Show every line of the records below that contains the word "mountain". Case counts.

- _Excerpted records_
□ □ □ □ □ □ □
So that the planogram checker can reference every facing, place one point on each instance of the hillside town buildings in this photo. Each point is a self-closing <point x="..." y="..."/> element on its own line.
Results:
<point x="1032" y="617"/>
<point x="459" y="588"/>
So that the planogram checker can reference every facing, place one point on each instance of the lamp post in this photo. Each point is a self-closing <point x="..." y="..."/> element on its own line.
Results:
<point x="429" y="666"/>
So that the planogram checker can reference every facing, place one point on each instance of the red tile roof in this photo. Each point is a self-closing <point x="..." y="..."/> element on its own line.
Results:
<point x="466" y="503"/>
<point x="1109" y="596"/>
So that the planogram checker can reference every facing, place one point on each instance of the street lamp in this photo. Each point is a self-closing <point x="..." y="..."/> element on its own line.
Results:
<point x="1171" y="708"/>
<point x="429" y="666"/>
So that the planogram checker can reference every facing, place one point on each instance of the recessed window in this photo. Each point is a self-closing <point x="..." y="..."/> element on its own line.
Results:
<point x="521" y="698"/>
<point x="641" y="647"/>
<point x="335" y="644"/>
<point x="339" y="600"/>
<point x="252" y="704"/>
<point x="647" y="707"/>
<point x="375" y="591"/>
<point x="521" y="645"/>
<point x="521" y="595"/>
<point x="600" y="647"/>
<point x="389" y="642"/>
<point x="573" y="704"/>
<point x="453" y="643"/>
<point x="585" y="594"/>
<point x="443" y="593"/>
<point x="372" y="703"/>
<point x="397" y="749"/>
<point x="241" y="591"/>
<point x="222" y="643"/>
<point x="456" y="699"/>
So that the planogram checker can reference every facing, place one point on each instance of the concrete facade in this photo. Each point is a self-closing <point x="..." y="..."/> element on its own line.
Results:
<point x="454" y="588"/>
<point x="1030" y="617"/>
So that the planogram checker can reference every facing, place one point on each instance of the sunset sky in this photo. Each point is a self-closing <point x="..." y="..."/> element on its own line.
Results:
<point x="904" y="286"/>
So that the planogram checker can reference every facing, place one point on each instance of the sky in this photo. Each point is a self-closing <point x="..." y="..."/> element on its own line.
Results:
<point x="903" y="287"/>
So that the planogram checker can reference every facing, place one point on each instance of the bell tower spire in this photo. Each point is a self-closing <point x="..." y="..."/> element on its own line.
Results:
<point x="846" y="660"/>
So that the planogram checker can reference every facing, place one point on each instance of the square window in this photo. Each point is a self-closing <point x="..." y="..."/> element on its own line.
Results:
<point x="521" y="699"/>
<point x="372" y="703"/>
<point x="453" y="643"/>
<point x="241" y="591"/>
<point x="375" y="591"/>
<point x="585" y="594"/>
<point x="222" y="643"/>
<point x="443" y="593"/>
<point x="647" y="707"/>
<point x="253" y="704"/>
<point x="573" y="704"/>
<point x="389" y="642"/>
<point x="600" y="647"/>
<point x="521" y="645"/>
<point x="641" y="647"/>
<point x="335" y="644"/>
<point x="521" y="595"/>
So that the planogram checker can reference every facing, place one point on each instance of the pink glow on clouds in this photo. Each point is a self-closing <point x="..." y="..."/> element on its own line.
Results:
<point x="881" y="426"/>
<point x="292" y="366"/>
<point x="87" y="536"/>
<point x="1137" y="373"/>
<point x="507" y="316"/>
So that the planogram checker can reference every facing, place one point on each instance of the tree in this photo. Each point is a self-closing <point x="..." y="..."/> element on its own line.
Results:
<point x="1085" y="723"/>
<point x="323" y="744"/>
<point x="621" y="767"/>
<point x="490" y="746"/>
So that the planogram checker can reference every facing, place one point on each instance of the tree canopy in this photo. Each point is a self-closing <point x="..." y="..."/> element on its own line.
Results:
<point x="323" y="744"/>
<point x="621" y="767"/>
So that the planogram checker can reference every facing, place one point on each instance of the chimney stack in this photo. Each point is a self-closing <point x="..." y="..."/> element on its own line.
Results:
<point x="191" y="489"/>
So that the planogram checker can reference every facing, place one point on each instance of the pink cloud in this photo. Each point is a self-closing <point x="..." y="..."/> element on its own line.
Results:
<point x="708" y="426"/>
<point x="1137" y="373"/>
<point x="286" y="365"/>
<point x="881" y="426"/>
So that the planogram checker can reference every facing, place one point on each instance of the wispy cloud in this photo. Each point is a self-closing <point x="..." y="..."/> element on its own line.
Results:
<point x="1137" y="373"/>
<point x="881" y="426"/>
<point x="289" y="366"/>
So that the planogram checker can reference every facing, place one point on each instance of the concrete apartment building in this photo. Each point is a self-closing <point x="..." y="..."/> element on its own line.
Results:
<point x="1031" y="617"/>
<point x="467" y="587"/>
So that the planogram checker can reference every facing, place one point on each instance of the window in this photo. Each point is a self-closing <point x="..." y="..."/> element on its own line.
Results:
□ □ □ □ □ □ □
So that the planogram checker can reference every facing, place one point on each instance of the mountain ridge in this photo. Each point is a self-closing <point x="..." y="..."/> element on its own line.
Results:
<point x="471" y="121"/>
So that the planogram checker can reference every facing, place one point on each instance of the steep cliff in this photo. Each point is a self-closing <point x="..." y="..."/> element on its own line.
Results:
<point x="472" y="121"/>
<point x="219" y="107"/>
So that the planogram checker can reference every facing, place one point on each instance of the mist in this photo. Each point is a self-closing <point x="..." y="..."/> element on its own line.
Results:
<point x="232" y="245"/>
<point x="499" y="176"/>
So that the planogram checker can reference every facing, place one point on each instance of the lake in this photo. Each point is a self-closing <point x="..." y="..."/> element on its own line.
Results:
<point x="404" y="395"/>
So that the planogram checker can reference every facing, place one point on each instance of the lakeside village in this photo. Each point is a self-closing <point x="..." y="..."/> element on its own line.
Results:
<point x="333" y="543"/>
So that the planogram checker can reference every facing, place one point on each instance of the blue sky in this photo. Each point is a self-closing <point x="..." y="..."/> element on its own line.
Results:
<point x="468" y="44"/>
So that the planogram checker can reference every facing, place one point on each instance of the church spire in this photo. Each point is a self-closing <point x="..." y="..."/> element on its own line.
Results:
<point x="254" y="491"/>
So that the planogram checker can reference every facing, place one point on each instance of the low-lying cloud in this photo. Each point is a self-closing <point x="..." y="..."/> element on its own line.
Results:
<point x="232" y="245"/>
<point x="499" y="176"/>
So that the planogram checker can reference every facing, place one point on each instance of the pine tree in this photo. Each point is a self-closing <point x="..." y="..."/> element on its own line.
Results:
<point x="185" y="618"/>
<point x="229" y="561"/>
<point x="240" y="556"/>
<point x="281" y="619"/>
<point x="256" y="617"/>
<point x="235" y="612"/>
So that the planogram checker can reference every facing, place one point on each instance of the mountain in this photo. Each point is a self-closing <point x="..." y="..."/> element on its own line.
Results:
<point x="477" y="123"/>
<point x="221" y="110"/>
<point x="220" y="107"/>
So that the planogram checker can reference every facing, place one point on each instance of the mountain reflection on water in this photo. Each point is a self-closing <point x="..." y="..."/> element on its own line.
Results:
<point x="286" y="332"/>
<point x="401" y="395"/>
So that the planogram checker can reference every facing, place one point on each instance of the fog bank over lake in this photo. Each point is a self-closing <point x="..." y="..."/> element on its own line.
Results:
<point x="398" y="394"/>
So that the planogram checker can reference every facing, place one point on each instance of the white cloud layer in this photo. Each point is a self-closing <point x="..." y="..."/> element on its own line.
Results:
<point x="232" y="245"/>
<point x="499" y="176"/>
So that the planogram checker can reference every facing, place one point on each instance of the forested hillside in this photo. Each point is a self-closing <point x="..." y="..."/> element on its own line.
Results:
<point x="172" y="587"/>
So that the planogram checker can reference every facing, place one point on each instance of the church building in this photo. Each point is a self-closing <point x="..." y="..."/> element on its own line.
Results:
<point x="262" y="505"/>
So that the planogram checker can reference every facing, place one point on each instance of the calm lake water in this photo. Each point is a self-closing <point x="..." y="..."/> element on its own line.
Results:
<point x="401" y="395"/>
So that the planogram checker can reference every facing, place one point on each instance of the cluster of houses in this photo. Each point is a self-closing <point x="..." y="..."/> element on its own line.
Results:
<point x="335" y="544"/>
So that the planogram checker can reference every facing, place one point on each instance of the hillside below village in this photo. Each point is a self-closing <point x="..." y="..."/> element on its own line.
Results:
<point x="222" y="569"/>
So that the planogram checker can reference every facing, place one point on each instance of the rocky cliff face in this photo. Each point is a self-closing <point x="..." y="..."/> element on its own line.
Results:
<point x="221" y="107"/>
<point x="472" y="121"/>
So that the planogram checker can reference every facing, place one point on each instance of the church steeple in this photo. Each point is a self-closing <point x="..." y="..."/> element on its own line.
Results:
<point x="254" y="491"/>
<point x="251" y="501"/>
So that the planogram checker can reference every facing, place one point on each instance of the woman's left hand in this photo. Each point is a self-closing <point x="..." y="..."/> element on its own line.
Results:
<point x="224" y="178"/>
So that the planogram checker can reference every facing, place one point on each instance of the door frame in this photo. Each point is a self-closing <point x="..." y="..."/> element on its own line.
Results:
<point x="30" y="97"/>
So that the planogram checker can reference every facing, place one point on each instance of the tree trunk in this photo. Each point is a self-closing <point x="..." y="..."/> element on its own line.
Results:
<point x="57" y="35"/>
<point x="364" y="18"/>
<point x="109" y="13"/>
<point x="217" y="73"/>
□ □ □ □ □ □ □
- _Answer to this task_
So that the planogram checker can reference every facing, place one point on each instance of the mountain ridge in this photo. Each point is a self-closing <point x="..." y="..."/> element on its own line.
So that the planogram checker can reference every facing, place one point on each instance of the mountain in this photo. Each point is a self-closing <point x="..." y="..."/> element on its own line.
So that the planogram checker can reference every facing, place one point on each instance of the mountain reflection on water in this photo. Each point is a self-closing <point x="..." y="..."/> element on its own line.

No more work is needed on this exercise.